"""

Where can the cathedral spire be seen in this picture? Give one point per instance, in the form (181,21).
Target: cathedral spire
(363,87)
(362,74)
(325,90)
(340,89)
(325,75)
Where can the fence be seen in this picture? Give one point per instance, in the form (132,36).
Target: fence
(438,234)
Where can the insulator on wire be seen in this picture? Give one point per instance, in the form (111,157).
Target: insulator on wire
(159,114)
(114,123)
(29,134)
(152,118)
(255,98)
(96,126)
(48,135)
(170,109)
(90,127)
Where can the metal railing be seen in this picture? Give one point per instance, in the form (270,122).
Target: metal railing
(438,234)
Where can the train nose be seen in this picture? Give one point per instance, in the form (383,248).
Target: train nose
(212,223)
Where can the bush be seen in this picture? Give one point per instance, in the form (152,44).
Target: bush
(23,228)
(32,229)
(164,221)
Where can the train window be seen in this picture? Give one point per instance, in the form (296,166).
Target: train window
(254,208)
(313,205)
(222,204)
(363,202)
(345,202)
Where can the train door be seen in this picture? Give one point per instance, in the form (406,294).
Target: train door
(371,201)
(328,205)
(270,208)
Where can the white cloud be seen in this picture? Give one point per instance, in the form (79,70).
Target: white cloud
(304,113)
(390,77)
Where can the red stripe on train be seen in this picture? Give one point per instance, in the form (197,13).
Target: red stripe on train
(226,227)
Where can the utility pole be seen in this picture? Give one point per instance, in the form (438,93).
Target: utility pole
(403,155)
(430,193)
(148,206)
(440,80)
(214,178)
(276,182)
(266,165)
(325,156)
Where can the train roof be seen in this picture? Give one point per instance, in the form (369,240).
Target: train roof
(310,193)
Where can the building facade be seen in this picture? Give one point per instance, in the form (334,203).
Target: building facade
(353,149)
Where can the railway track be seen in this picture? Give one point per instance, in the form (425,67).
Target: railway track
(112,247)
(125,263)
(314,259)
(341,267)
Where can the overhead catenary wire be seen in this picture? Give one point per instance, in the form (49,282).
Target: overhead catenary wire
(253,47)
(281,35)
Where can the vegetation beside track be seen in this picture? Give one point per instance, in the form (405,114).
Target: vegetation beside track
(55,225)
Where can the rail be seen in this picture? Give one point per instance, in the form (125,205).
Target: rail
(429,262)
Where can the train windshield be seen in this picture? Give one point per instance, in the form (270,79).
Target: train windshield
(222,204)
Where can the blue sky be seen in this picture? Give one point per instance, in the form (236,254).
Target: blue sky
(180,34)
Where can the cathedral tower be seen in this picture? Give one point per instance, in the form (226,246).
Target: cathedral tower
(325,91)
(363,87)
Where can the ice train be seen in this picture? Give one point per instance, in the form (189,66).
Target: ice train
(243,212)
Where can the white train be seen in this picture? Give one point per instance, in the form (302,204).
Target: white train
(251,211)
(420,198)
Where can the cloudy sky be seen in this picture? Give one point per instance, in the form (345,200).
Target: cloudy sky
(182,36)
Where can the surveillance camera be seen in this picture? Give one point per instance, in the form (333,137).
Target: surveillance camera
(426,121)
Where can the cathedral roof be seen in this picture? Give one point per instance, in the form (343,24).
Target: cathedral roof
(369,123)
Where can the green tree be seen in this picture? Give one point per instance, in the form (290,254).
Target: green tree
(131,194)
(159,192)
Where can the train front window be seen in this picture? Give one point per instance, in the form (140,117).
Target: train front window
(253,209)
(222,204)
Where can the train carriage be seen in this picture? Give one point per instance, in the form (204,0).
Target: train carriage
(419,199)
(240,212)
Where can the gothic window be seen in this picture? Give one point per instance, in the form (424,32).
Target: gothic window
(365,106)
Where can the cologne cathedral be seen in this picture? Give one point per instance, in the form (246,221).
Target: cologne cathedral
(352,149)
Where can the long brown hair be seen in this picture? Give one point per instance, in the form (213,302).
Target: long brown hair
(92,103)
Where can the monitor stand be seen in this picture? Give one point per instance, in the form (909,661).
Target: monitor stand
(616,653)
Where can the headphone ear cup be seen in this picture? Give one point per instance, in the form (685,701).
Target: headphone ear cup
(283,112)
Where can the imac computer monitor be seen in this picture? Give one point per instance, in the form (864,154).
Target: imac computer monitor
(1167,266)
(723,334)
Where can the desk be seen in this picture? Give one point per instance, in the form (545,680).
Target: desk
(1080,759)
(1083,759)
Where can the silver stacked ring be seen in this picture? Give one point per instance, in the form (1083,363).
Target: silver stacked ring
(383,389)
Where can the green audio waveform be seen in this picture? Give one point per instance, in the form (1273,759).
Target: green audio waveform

"""

◆ **WORK ORDER**: An exact repetition of all the entries is required.

◆ **EXPECTED ANSWER**:
Where can the cathedral spire be seen in this picture? Give one point per instance, in the form (181,21).
Target: cathedral spire
(363,87)
(362,74)
(325,90)
(340,89)
(325,75)
Where can the fence be seen in this picture? Give one point per instance, in the form (132,36).
Target: fence
(438,234)
Where can the insulator on wire be seen in this picture? Give one point per instance, in the form (111,157).
Target: insulator on wire
(159,114)
(114,123)
(29,134)
(152,118)
(255,98)
(96,126)
(48,135)
(170,109)
(90,127)
Where can the metal railing be seen in this picture? Give one point per instance, in the form (270,122).
Target: metal railing
(438,234)
Where can the train nose be seen in this picture? Give one point per instance, in the form (383,248).
Target: train nose
(212,223)
Where can the bush be seen in this picture? Give one point per instance, in the form (152,44).
Target: bush
(23,228)
(32,229)
(164,221)
Where can the train window be seen in this picture? Give one point per instance, in the form (296,166).
Target: train window
(254,208)
(313,205)
(222,204)
(363,202)
(345,202)
Where can the train door be seen in this picture? Give one point per instance, in the form (406,294).
Target: train door
(371,201)
(328,205)
(270,208)
Where can the white cloud be seen in this picture? Give one point per instance, in the form (79,70).
Target: white cloud
(304,113)
(390,77)
Where can the red stripe on train be seen in this picture? Give one point per instance, in the form (197,13).
Target: red stripe on train
(226,227)
Where can the utility pole be seen in this picture? Give one point per instance, in the form (438,93).
Target: utility pole
(403,155)
(430,193)
(148,206)
(440,80)
(214,178)
(276,182)
(266,165)
(325,156)
Where can the train roof be seen in this picture? Give one point per instance, in the form (369,240).
Target: train roof
(310,193)
Where can the building facade be seen in this picture? Give one point per instance, in the form (334,203).
Target: building facade
(353,149)
Where can the railway track be seen in this picture? Give one point per instance, in the form (425,67).
Target: railway track
(112,247)
(125,263)
(314,259)
(341,267)
Where can the overhead catenary wire be seen in this picture? Give one point per instance, in the form (49,282).
Target: overhead catenary wire
(253,47)
(281,35)
Where can the vegetation beside track be seen in this picture? Give one point per instance, in the form (405,114).
Target: vegetation beside track
(55,225)
Where can the rail be seen in this picture? Give one point per instance, in the form (125,205).
Target: rail
(429,262)
Where can the train windshield be seen in this picture? Give one point per instance, in the form (270,79).
Target: train windshield
(222,204)
Where can the blue sky be seen in this picture? Give one point per instance, in the form (236,254).
Target: blue sky
(180,34)
Where can the cathedral tower be seen in this picture? Give one point per instance, in the form (226,246).
Target: cathedral tower
(325,91)
(363,87)
Where can the ice train be seen in this picture? Give one point per instance, in the form (189,66).
Target: ice train
(243,212)
Where can the white train be seen in this picture? Give one point per instance, in the form (302,204).
Target: white train
(251,211)
(420,198)
Where can the cloudy sky be seen in this picture? Give one point per instance, in the form (345,200).
Target: cloudy sky
(182,36)
Where can the surveillance camera be seen in this picture? Give one point per instance, in the form (333,137).
Target: surveillance camera
(426,121)
Where can the cathedral roof be seen in this picture? Give one point per instance, in the form (343,24).
Target: cathedral roof
(369,123)
Where can the green tree be seen in this picture? Give one point per instance, in the form (290,254).
Target: green tree
(131,194)
(159,192)
Where can the train front window be seen in this picture? Give one point per instance, in the form (140,117).
Target: train front window
(253,209)
(222,204)
Where can the train carriage be seen in this picture? Give one point per instance, in the form (204,0).
Target: train carriage
(419,199)
(240,212)
Where can the gothic window be seen in this picture? Give one point per instance, in the form (424,32).
Target: gothic window
(365,106)
Where can the cologne cathedral be seen in this picture? Give one point per instance, in the form (246,221).
Target: cologne cathedral
(352,149)
Where can the long brown hair be seen in this picture? Give one point per instance, in the form (213,302).
Target: long brown hair
(92,103)
Where can the monitor stand be seen in this picture? Give one point per instance, in the form (909,661).
Target: monitor stand
(616,653)
Where can the headphone ear cup be seen in this picture? Give one point per instance, in the form (685,701).
Target: headphone ear cup
(283,112)
Where can the imac computer monitor be seen in this picture? Give one point per instance, in the form (864,154).
Target: imac computer monitor
(1167,266)
(723,334)
Where can the desk be seen in this picture? Give one point per instance, in the form (545,680).
Target: desk
(1080,759)
(1083,759)
Where can the silver stacked ring be seen in this picture? Give one point per instance, in the form (1083,363).
Target: silver stacked ring
(383,389)
Where can the green audio waveform be seen in this picture? Give one point per instance, in the form (1273,759).
Target: green audio waveform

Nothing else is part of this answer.